__YOUR OBJECTIVE__
Scale the data from the line with "Category: pool water" through the end of the data, both ends included, by restating every line, requests too. Multiply only the point coordinates in the answers by 0.5 and round each to a whole number, with halves going up.

__EXTRACTED DATA__
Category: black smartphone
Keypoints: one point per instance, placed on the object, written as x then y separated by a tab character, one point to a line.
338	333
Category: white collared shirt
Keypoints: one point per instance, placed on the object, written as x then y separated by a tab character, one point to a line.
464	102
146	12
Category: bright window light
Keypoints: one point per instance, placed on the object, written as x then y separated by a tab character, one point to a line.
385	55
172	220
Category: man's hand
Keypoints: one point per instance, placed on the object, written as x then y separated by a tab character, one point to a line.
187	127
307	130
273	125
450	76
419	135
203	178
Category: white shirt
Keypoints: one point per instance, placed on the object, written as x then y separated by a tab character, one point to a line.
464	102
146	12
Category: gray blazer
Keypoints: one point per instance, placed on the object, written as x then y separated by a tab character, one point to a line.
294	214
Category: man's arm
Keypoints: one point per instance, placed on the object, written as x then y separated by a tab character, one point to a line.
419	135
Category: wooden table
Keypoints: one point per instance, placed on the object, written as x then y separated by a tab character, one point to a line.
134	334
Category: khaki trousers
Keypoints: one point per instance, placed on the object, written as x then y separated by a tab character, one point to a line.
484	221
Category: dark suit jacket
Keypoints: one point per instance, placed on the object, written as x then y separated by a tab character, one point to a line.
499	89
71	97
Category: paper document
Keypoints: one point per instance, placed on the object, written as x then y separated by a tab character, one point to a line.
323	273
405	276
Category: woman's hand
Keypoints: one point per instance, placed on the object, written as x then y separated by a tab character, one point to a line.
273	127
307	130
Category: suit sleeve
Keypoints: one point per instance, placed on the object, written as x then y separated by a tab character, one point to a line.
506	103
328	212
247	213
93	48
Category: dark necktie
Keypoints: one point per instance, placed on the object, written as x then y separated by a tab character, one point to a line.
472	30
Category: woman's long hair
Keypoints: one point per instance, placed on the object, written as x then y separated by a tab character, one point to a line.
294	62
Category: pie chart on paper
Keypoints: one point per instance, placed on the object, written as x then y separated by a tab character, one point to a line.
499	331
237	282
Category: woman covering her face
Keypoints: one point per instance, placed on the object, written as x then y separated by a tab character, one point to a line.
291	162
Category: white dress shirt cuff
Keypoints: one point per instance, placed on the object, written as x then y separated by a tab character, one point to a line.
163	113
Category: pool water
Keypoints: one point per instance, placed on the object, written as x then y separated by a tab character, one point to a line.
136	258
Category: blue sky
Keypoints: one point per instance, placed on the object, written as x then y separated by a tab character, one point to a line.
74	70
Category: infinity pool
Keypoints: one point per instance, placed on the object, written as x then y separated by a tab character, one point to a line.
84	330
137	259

__PROBLEM SOLUTION__
Category: pool water
Keypoints: one point per instance, placed on the object, written as x then y separated by a tab character, one point to a line.
68	129
Category: blue sky
Keypoints: one point per instance, placed on the object, written as x then y separated by a tab character, one point to a line.
37	35
Category: infinity pool
Keypoints: one point per instance, placed on the object, written as x then y separated by a tab character, one point to a line.
42	165
69	130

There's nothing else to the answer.